Two lines mark the range in the entries below: the one holding "positive clicks: (239, 248) (231, 261)" and the one holding "positive clicks: (127, 230)". Set down those two and all lines between them, exactly.

[Dataset items]

◇ ◇ ◇ ◇ ◇

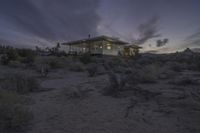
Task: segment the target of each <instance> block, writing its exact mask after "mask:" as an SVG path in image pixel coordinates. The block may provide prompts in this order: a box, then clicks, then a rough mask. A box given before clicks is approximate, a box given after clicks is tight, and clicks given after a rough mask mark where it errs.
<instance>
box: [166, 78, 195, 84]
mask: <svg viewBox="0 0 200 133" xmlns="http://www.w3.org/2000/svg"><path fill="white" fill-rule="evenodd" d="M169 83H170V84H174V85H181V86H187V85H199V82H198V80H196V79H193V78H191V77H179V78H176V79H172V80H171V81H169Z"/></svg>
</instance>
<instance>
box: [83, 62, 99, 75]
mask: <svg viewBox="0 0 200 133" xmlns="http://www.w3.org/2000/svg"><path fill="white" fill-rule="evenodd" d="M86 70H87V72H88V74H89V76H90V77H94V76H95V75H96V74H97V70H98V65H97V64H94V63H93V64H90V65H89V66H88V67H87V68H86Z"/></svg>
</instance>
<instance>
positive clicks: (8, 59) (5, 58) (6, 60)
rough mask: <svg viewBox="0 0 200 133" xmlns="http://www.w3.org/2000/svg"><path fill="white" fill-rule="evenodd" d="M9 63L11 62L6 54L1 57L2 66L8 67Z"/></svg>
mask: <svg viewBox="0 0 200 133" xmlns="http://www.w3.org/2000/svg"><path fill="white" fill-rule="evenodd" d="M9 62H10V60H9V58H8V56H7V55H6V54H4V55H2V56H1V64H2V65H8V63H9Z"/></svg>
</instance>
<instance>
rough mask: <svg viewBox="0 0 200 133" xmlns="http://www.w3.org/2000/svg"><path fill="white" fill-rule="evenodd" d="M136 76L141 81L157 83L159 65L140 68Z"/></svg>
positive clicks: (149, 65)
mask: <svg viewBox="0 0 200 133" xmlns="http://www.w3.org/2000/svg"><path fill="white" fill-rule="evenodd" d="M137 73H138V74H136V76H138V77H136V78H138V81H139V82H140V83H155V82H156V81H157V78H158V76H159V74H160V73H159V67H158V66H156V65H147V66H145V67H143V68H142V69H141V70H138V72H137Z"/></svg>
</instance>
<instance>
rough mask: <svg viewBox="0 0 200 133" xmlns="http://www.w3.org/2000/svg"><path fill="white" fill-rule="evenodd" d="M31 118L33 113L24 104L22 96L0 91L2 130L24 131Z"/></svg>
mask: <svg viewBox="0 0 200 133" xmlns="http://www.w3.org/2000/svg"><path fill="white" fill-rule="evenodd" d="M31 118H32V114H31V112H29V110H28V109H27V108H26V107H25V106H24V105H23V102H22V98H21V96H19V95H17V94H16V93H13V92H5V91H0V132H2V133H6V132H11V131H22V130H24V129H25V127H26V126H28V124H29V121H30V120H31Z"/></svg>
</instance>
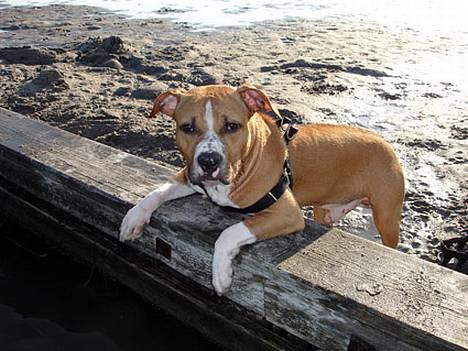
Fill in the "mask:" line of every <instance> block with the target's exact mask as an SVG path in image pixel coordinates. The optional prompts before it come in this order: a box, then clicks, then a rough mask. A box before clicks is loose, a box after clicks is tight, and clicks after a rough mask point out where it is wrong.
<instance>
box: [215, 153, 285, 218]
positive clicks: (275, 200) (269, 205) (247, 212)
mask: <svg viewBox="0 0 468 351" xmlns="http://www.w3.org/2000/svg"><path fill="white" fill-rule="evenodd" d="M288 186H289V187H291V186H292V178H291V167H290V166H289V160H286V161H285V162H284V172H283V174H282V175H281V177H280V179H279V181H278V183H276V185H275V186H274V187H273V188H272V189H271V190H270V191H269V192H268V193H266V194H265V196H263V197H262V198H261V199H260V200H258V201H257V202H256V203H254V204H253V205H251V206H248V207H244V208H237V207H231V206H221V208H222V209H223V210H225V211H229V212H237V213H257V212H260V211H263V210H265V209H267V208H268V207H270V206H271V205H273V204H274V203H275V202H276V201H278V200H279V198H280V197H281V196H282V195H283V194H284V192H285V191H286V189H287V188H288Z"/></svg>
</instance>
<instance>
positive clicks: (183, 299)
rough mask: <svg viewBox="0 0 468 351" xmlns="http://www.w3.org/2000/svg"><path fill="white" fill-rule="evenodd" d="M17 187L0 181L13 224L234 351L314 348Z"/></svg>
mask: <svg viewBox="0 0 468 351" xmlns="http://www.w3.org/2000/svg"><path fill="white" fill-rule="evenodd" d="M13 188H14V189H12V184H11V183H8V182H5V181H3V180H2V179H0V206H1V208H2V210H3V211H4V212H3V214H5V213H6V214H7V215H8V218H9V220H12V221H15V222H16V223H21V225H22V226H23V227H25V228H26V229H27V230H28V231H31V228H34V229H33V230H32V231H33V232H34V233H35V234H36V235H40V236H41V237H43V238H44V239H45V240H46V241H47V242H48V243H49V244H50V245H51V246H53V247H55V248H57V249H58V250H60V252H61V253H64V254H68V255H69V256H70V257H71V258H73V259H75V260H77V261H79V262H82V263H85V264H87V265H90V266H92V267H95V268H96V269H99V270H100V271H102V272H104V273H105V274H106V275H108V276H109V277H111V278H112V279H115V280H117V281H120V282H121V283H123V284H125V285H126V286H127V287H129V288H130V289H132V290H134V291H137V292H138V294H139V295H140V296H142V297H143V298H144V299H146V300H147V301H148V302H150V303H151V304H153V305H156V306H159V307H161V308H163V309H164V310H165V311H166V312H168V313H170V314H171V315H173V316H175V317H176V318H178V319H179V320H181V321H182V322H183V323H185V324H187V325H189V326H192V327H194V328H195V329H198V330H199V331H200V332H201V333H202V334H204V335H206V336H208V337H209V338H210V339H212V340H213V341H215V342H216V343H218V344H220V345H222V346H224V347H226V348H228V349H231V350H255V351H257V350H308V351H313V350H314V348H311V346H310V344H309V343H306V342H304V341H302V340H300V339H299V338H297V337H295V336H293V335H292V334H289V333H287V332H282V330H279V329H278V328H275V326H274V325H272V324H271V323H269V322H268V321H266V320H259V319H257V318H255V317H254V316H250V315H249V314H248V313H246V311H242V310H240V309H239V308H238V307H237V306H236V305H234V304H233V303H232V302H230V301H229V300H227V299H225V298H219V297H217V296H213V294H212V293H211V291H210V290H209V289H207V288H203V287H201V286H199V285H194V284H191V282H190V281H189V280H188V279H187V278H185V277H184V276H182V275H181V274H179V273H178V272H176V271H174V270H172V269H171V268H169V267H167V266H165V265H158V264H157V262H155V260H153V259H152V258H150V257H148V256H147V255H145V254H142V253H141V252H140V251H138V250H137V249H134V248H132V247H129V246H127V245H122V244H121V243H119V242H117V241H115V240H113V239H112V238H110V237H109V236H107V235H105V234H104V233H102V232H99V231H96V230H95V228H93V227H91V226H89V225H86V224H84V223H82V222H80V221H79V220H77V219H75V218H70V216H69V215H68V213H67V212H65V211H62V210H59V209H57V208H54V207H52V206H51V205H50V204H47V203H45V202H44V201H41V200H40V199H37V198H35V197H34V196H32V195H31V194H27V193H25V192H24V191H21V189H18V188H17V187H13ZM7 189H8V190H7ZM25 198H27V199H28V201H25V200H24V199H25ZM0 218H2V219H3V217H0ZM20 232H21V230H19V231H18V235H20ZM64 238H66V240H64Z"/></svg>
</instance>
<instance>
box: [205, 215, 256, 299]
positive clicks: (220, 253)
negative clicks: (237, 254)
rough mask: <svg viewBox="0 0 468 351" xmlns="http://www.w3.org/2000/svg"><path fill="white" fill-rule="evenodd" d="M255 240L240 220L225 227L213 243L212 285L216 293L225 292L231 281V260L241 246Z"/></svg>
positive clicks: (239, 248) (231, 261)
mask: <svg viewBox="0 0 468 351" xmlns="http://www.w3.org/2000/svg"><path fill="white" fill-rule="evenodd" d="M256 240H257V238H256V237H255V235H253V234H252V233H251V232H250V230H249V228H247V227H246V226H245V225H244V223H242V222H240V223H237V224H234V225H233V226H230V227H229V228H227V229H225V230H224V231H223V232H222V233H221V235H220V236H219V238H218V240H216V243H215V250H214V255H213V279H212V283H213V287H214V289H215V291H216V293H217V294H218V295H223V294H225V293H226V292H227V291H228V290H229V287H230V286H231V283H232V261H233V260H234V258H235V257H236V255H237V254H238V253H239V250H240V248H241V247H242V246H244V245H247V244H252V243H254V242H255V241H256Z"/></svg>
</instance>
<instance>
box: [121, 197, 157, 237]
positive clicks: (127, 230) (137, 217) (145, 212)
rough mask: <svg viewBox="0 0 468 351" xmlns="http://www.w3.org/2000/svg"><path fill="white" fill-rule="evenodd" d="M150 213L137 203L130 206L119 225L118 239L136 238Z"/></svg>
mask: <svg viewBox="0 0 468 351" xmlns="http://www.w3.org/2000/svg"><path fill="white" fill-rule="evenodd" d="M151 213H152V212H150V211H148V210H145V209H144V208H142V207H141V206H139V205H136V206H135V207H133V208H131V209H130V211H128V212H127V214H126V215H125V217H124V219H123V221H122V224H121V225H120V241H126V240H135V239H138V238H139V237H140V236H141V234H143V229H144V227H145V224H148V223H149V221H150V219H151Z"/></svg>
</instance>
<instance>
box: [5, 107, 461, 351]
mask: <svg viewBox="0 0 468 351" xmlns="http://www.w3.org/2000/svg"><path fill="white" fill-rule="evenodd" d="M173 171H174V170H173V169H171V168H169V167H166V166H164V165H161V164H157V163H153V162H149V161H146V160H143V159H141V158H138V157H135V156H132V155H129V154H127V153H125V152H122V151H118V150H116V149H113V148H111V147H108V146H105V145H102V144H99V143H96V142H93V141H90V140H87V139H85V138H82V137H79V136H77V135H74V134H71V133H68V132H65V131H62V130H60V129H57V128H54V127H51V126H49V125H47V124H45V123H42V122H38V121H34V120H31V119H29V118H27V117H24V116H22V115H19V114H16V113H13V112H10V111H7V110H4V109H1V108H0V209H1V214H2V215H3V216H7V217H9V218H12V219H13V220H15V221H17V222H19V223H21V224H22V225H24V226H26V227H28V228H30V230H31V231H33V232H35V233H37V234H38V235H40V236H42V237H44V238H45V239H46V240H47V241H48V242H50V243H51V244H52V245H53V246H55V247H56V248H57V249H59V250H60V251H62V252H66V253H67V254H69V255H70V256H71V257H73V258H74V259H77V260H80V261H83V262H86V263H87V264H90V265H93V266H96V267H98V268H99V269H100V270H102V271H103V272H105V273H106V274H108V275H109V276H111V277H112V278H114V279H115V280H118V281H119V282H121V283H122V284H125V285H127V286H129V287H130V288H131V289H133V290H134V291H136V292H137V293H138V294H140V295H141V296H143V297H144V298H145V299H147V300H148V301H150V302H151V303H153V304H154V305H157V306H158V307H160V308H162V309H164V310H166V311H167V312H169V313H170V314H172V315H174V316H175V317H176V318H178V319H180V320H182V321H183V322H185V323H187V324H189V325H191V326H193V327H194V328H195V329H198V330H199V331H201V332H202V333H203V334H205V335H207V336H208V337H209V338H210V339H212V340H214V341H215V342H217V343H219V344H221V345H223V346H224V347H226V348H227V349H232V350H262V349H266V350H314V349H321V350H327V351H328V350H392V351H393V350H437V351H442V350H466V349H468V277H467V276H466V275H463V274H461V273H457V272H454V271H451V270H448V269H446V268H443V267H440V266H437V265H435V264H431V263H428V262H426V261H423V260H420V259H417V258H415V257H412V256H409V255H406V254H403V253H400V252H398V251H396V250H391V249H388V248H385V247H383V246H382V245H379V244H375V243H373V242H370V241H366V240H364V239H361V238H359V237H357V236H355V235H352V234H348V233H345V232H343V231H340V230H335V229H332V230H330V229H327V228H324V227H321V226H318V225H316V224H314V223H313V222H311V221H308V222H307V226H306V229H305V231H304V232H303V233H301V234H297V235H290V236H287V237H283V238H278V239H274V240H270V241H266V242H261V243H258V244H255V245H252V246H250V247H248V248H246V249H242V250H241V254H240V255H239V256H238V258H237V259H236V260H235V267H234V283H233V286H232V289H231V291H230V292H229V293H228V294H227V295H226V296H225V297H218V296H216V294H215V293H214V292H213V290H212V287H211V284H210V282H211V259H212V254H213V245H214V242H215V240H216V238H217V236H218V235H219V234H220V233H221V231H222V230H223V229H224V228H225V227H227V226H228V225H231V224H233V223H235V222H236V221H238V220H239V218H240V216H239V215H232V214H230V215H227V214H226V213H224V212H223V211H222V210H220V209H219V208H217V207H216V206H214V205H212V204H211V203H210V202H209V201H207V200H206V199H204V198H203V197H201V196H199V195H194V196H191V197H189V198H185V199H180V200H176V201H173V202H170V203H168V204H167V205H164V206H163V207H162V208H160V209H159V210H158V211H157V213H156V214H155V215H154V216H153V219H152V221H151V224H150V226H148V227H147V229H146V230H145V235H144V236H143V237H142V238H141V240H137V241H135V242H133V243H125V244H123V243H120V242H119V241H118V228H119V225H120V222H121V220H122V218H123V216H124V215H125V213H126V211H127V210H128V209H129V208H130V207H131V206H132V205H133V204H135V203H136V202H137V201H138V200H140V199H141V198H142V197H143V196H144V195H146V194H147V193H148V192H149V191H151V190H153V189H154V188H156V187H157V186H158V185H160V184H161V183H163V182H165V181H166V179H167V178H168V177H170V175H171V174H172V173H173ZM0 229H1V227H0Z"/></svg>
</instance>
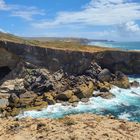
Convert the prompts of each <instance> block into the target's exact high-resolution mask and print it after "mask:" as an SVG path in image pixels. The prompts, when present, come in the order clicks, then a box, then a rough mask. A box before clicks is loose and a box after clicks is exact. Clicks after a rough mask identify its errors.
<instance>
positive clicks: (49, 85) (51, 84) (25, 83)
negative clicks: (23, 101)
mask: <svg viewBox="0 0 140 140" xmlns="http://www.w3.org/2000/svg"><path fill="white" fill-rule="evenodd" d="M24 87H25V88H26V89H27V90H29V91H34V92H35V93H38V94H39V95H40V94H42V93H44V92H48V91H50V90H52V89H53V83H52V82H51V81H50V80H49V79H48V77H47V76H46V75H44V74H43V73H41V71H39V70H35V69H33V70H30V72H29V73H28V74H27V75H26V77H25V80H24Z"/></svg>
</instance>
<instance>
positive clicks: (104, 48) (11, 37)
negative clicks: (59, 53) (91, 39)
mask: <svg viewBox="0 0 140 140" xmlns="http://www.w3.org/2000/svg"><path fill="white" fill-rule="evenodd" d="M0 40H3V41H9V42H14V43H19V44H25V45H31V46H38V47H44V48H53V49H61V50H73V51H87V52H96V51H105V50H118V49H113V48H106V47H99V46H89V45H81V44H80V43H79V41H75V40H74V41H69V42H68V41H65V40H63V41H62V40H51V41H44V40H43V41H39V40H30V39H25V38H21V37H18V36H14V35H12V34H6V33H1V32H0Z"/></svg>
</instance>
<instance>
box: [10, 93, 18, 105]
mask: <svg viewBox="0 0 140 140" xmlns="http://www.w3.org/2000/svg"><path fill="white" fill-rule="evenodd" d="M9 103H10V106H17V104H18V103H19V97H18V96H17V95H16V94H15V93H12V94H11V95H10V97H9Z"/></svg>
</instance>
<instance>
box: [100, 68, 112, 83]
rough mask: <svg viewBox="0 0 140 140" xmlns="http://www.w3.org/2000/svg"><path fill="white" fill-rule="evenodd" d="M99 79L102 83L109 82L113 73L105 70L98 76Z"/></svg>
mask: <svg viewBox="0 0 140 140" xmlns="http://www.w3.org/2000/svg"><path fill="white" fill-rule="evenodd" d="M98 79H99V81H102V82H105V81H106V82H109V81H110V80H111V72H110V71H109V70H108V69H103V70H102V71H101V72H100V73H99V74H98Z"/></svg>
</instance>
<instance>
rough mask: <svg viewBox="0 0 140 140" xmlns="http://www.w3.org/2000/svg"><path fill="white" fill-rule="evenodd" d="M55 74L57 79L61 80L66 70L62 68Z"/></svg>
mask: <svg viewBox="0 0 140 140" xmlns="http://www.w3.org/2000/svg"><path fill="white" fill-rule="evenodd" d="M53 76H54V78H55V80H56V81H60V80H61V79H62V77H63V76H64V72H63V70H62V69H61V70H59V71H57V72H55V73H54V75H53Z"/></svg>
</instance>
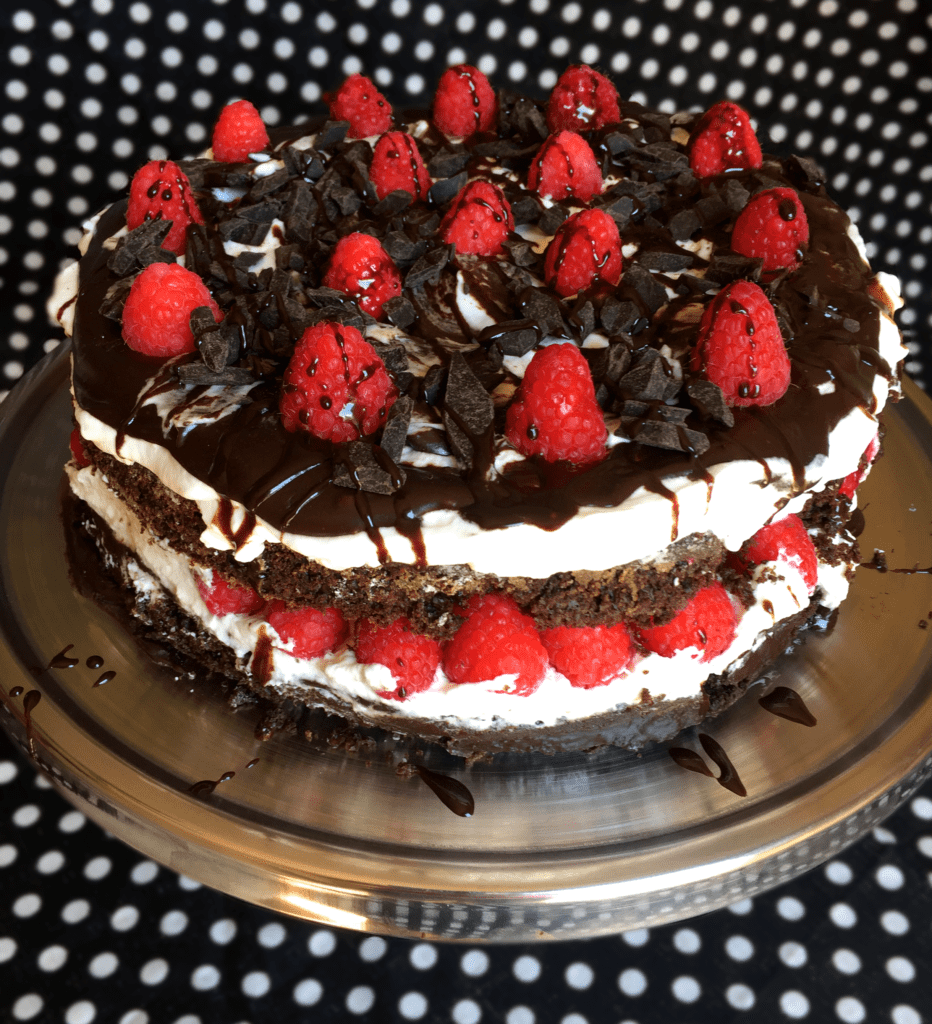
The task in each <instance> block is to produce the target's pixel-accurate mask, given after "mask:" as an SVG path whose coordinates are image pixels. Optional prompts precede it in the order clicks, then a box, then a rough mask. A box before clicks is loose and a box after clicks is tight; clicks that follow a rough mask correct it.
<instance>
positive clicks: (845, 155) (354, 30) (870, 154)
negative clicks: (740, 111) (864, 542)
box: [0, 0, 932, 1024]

◇ ◇ ◇ ◇ ◇

- _Response to this task_
positive clicks: (239, 248) (231, 261)
mask: <svg viewBox="0 0 468 351" xmlns="http://www.w3.org/2000/svg"><path fill="white" fill-rule="evenodd" d="M256 240H257V238H256V237H255V235H253V234H252V233H251V232H250V230H249V228H247V227H246V226H245V225H244V223H242V222H240V223H237V224H234V225H233V226H230V227H229V228H227V229H225V230H224V231H223V232H222V233H221V235H220V236H219V238H218V240H216V243H215V250H214V255H213V279H212V283H213V287H214V289H215V291H216V293H217V294H218V295H223V294H225V293H226V292H227V291H228V290H229V287H230V286H231V283H232V261H233V260H234V258H235V257H236V255H237V254H238V253H239V250H240V248H241V247H242V246H244V245H247V244H252V243H254V242H255V241H256Z"/></svg>
</instance>
<instance>
box: [121, 197, 157, 237]
positive clicks: (127, 230) (137, 217) (145, 212)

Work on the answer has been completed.